-- DATASET --
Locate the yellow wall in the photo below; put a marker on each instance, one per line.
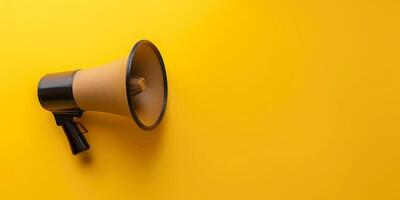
(267, 100)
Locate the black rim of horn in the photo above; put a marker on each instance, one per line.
(128, 89)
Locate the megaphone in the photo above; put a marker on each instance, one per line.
(135, 87)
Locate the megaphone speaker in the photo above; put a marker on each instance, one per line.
(135, 87)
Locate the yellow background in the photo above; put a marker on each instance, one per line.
(267, 100)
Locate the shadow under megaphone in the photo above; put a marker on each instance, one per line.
(122, 133)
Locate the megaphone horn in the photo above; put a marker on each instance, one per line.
(135, 87)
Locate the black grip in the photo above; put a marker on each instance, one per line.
(75, 137)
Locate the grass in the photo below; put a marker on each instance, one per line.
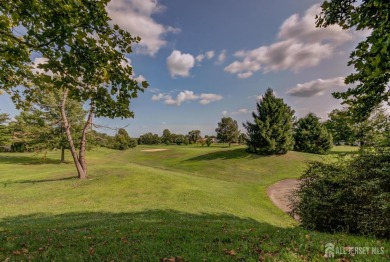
(189, 202)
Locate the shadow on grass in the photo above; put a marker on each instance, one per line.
(343, 153)
(144, 236)
(27, 160)
(157, 234)
(30, 181)
(238, 153)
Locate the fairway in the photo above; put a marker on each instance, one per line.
(188, 202)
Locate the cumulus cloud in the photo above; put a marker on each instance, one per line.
(200, 58)
(180, 64)
(210, 54)
(240, 111)
(138, 78)
(300, 45)
(221, 57)
(208, 98)
(316, 87)
(135, 16)
(186, 95)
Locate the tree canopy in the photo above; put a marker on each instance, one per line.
(227, 130)
(79, 52)
(311, 135)
(271, 132)
(370, 58)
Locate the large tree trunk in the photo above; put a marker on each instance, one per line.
(82, 174)
(83, 140)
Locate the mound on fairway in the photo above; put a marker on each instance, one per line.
(196, 203)
(154, 150)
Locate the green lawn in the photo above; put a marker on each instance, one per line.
(190, 202)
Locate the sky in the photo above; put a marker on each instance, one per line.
(205, 60)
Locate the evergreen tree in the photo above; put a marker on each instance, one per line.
(227, 130)
(271, 132)
(311, 136)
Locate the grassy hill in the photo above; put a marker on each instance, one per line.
(189, 202)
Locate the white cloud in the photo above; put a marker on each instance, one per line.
(210, 54)
(200, 58)
(240, 111)
(316, 87)
(180, 64)
(208, 98)
(300, 45)
(138, 78)
(187, 95)
(221, 57)
(135, 16)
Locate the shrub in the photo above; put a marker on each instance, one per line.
(351, 195)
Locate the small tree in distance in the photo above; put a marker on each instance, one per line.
(271, 132)
(227, 130)
(311, 136)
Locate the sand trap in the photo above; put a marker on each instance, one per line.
(154, 150)
(280, 191)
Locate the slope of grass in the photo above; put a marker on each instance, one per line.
(188, 202)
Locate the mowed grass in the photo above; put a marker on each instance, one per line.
(190, 202)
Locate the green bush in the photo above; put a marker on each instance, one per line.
(350, 195)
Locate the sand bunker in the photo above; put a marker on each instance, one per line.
(154, 150)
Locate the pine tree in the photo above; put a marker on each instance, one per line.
(271, 132)
(311, 136)
(227, 130)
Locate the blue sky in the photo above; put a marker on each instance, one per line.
(209, 59)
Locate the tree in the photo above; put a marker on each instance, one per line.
(271, 132)
(167, 137)
(208, 141)
(83, 54)
(242, 138)
(193, 136)
(5, 133)
(123, 140)
(311, 135)
(370, 58)
(372, 131)
(227, 130)
(40, 127)
(149, 139)
(341, 127)
(351, 194)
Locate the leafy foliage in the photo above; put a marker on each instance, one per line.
(311, 136)
(82, 54)
(193, 136)
(167, 137)
(371, 132)
(40, 127)
(123, 140)
(271, 132)
(149, 139)
(227, 130)
(370, 58)
(348, 195)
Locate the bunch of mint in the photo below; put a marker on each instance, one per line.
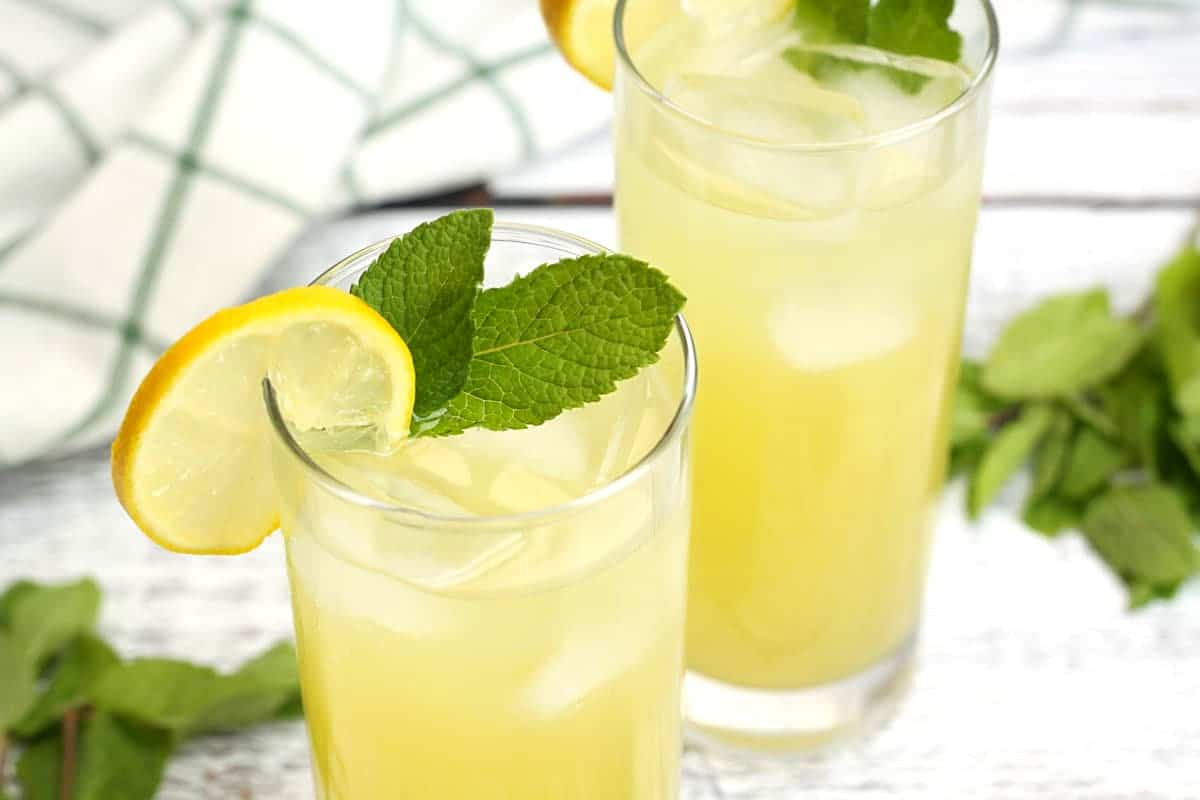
(82, 723)
(918, 28)
(517, 355)
(1108, 411)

-- TASK TO CARRY OUT --
Replicate the material above verbatim; images stay out of the copy.

-- ANSWER TO THIS EXERCISE --
Locate the yellow wall in the photo below; put a marker on each instance, one per line.
(267, 100)
Locate the black rim of horn in the photo above; put a marker on each instance, one per line.
(128, 89)
Locate the megaphone in the photo above; put a marker on each instance, one per line.
(135, 87)
Locate the megaphone speaker in the photo above; put a marker on each instance, one per line.
(135, 87)
Locate the yellow background in the photo above; put a marker on each instance, one per line.
(267, 100)
Locate the shadow under megaphone in the photo above; put a marker on each instance, one per line.
(122, 133)
Locate the megaphone horn in the photo above; put a marker on each instance, one per line.
(135, 87)
Locate the black grip in the photo above; put a marker on each instance, one per line.
(75, 137)
Locate the grass in the photo below; put a marker on each instance, one per line.
(189, 202)
Locate the shadow on grass in the photo above; put a marker on each instance, one per line.
(343, 153)
(144, 236)
(27, 160)
(157, 234)
(30, 181)
(238, 153)
Locate the fairway in the photo above; put a marker on each instance, one per line.
(188, 202)
Locate the cumulus cloud in the photo above; put a marker on each instance, one per line.
(200, 58)
(180, 64)
(210, 54)
(240, 111)
(138, 78)
(300, 45)
(221, 57)
(208, 98)
(316, 87)
(135, 16)
(186, 95)
Locate the tree canopy in the photo above; put a marker on each instance, one per line.
(227, 130)
(79, 52)
(311, 135)
(271, 132)
(370, 58)
Locate the large tree trunk in the photo above; put a marker on each instance, one per line.
(82, 174)
(83, 140)
Locate the mound on fairway in the photo above; put a marker on each instance, one per line.
(196, 203)
(154, 150)
Locate the green lawn in the photo above; put a marker on each instance, one per line.
(190, 202)
Locate the sky in the photo above; put a marker on each instance, one per line.
(205, 60)
Locate the evergreen tree in the photo above; put a marker on each instance, one per line.
(227, 130)
(271, 132)
(311, 136)
Locate the grassy hill in the photo above; put a marker on each instance, one per line.
(189, 202)
Locate the white cloud in the photo above; put a marker on each instance, one per line.
(210, 54)
(200, 58)
(240, 111)
(316, 87)
(180, 64)
(208, 98)
(300, 45)
(138, 78)
(187, 95)
(221, 57)
(135, 16)
Locate the shrub in the photo above; put a marker on each instance, one per line.
(351, 195)
Locate the small tree in distance in the photo above; put a marker on each instance, one per line.
(271, 132)
(227, 130)
(311, 136)
Locate the sand trap in the photo above; put a marker on each instance, one per line.
(154, 150)
(280, 191)
Locate the slope of grass in the photo above; put a marker on each instance, one per line.
(188, 202)
Locate the mowed grass in the photo above; put a marker on each instance, one per line.
(190, 202)
Locate the green bush in the photo above; put a marker on each instance, one per line.
(350, 195)
Locate the sand bunker in the photo above; put a marker on each instance, one per line.
(154, 150)
Locate the pine tree in the photo above; put a marker on each instance, one per line.
(271, 132)
(311, 136)
(227, 130)
Locate the blue sky in the photo above; put a marker on each instance, one per line.
(209, 59)
Locate the tree in the photo above; put a marker on each instance, one per line.
(271, 132)
(167, 137)
(208, 141)
(83, 54)
(242, 138)
(193, 136)
(5, 133)
(123, 140)
(311, 135)
(370, 58)
(372, 131)
(227, 130)
(40, 127)
(149, 139)
(341, 127)
(351, 194)
Locate the leafy foliage in the photo above; put a marker on each instance, one per line.
(311, 136)
(82, 54)
(193, 136)
(167, 137)
(371, 132)
(40, 127)
(123, 140)
(271, 132)
(149, 139)
(227, 130)
(370, 58)
(348, 195)
Locate the bunch of mint in the photo below; put a marker on each instance, one per line.
(82, 723)
(918, 28)
(517, 355)
(1108, 411)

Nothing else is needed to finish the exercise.